**Supplied material:**

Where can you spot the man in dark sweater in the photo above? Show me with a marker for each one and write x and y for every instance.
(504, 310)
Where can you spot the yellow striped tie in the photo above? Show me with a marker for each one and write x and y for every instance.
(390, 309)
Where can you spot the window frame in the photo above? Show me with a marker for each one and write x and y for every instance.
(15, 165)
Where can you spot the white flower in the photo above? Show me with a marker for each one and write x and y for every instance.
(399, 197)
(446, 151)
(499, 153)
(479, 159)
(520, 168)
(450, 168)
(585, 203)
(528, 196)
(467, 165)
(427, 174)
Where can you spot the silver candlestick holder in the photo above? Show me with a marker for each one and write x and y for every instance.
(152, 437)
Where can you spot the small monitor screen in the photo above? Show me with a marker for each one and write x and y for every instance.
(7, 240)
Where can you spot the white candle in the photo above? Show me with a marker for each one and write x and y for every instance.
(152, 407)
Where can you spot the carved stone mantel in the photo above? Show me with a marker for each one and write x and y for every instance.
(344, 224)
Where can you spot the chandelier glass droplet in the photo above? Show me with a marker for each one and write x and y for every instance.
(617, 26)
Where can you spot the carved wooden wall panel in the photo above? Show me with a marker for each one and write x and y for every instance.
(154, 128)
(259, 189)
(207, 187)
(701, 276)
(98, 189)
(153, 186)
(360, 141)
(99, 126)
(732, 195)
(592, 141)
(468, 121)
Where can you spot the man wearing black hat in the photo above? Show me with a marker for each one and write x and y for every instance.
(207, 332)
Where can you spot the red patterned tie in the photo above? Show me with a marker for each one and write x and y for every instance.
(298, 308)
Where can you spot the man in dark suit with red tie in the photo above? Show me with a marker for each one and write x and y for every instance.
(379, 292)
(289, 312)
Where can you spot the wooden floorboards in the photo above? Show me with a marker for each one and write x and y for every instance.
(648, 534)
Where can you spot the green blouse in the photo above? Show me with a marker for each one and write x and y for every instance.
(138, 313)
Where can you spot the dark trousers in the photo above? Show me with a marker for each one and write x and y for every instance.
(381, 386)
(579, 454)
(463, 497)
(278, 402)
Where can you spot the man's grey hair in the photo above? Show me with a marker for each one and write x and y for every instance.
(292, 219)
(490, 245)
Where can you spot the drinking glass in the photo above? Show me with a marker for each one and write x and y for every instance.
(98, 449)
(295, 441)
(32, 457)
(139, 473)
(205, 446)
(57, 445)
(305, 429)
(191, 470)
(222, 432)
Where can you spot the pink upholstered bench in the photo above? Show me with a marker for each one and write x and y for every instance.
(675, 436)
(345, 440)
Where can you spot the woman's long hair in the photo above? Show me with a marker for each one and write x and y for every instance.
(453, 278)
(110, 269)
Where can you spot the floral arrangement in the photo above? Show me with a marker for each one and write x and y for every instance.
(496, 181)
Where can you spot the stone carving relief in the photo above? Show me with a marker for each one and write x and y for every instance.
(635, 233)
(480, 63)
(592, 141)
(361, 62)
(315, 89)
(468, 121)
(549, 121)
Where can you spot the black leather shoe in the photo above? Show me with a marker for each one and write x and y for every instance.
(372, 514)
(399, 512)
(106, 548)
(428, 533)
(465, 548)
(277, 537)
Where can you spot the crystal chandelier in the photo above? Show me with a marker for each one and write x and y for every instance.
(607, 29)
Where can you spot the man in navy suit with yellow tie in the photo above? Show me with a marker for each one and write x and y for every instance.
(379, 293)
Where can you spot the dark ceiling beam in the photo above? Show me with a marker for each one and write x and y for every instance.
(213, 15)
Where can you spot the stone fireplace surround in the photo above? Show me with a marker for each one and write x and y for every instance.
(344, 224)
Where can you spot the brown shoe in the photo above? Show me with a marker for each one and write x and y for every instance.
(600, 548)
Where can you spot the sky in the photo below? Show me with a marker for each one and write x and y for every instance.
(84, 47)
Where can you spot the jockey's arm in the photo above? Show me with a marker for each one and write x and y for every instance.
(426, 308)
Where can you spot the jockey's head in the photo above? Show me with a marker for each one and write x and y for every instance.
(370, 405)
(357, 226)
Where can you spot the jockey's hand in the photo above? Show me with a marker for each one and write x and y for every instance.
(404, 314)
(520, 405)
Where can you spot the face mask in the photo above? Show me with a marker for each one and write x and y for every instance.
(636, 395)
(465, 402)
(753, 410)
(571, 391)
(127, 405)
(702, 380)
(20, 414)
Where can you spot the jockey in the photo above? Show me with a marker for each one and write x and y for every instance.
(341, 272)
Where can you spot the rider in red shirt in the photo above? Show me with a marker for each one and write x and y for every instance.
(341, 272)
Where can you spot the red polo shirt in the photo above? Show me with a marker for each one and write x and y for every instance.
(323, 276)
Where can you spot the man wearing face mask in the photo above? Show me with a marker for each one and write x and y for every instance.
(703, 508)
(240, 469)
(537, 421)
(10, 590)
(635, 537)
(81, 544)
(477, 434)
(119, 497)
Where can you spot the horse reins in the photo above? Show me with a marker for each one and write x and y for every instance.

**Problem:** Copy out every one of the records above, word for word and line for line.

**Answer below:**
Where can you spot the man in dark sweater in the photo above? Show me with a marker for each one and write x and y for every instance.
(504, 310)
Where can you spot the yellow striped tie in the photo above? Show me with a marker for each one and write x and y for every instance.
(390, 309)
Where can you spot the window frame in the photo above? Show me with a marker for each one and write x and y for every instance.
(15, 165)
Where can you spot the white flower in the photo above? Show me with a marker for each one and write x and y for every instance.
(399, 197)
(446, 151)
(499, 153)
(479, 159)
(520, 168)
(450, 168)
(585, 203)
(528, 196)
(467, 165)
(427, 174)
Where can you spot the silver candlestick holder in the photo above? Show me with a marker for each one and write x and y for every instance.
(152, 437)
Where can you spot the small monitor screen in the photo above? Show me with a marker for each one and write x and y for every instance.
(7, 240)
Where can you spot the white candle in the photo above? Show me with a marker for each one and write x and y for every instance.
(152, 407)
Where can you spot the carved stone mantel in the photo above? Show me with a marker for each one and write x and y for every instance.
(344, 224)
Where can you spot the chandelier glass droplet in the photo above? Show me with a marker for each one and write x and y for every instance.
(617, 26)
Where can you spot the carved wooden wall panel in the photo above? Show me with a marker for each one and write x and y for every instance.
(154, 128)
(259, 189)
(207, 187)
(701, 276)
(98, 189)
(153, 186)
(360, 141)
(99, 126)
(732, 195)
(592, 141)
(468, 121)
Where can you spot the man wearing black hat in the photo above? Show me with a marker for each one and write x and y for every instance.
(207, 332)
Where can you spot the red patterned tie in the photo above? Show me with a marker for each one and write x and y for every instance.
(298, 308)
Where can you spot the man in dark suit with red tie in the photo above? Show me with a marker for each one and write x and y for every instance.
(379, 292)
(289, 312)
Where can you spot the wooden floorboards in the photo above? Show me with a marker for each one and write x and y for every instance.
(648, 534)
Where can you spot the green blouse in the photo above? Show me with a marker for each one and write x and y for every instance.
(138, 313)
Where can you spot the dark trousers in the photo above? Show me with a marker for each one and write x and y for every instance.
(381, 386)
(579, 454)
(463, 497)
(278, 402)
Where can you spot the man's grey hair in the photo above? Show me with a marker for each one and write x and y for every instance.
(292, 219)
(490, 245)
Where can you spot the drinking glass in the photo above? Show me with a marker for each one and write x and y for every instance.
(98, 449)
(295, 441)
(32, 457)
(139, 473)
(205, 446)
(57, 445)
(305, 429)
(191, 470)
(222, 432)
Where can you spot the pink upholstered bench in the photo above? Show me with a marker for each one and write x and y for every instance.
(675, 436)
(345, 440)
Where can you spot the woman's long hair in the photo above? Show me with a marker for each one and write x and y for every instance.
(453, 278)
(110, 269)
Where can you spot the floral arrangement in the photo above? Show me with a marker for each one and write x and y for every instance.
(496, 181)
Where can you spot the stone carving relief in the photo above? Show me with a marker for each one and write x and y for every instance.
(635, 233)
(480, 63)
(592, 141)
(361, 62)
(315, 89)
(468, 121)
(549, 121)
Where can you spot the black leather shoe in the photo above? Show me with a marker for each one and write x and y for every instance.
(372, 514)
(399, 512)
(106, 548)
(428, 533)
(465, 548)
(277, 537)
Where can you spot the crystal chandelier in the photo above? Show me with a marker for each one and write x and y for every instance.
(607, 29)
Where can you spot the man in navy suit with yellow tie in the photo above? Show me with a marker for each one and write x and y for every instance.
(379, 293)
Where can you spot the dark ceiling beam in the photo above? Show me with a marker for each one and write x and y for every instance.
(213, 15)
Where can you spot the stone fireplace surround in the photo above? Show me with a marker for each one and write x and y for every instance.
(344, 224)
Where can you spot the brown shoe in the photo above? Show me with a marker for each one and write x and y for every instance.
(600, 548)
Where can you spot the sky in the photo below? Show me with a marker for each one and write x and y for every instance.
(84, 47)
Where can you spot the jockey's arm in the photo above? Show me with a marker for each one and write x and y for every instance.
(426, 308)
Where can you spot the jockey's head in the photo above? Show me with a marker for each one and write x and y for every instance.
(370, 405)
(357, 226)
Where can you spot the jockey's hand in the photo above? Show me with a marker for each one and write x and y for every instance.
(404, 314)
(520, 405)
Where can you spot the face mask in the photo above? Show me with a marker for each one and write x and y for every instance.
(636, 395)
(465, 402)
(753, 410)
(571, 391)
(127, 405)
(702, 380)
(20, 414)
Where can you spot the jockey in the photo above? Show me with a marker for each one and write x and y for every instance.
(341, 272)
Where can you spot the rider in red shirt in the photo above? Show me with a marker for each one and write x and y for every instance.
(341, 272)
Where can you spot the red polo shirt in the photo above? Show me with a marker for each one and write x and y for every instance.
(323, 276)
Where can you spot the man wearing face mask in the photo above? Show me with a marker for each one and write x and y for every instance.
(703, 508)
(240, 469)
(537, 421)
(10, 590)
(635, 537)
(81, 544)
(477, 434)
(119, 497)
Where can you spot the horse reins in the photo above? Show me with a marker for each one and write x and y for every instance.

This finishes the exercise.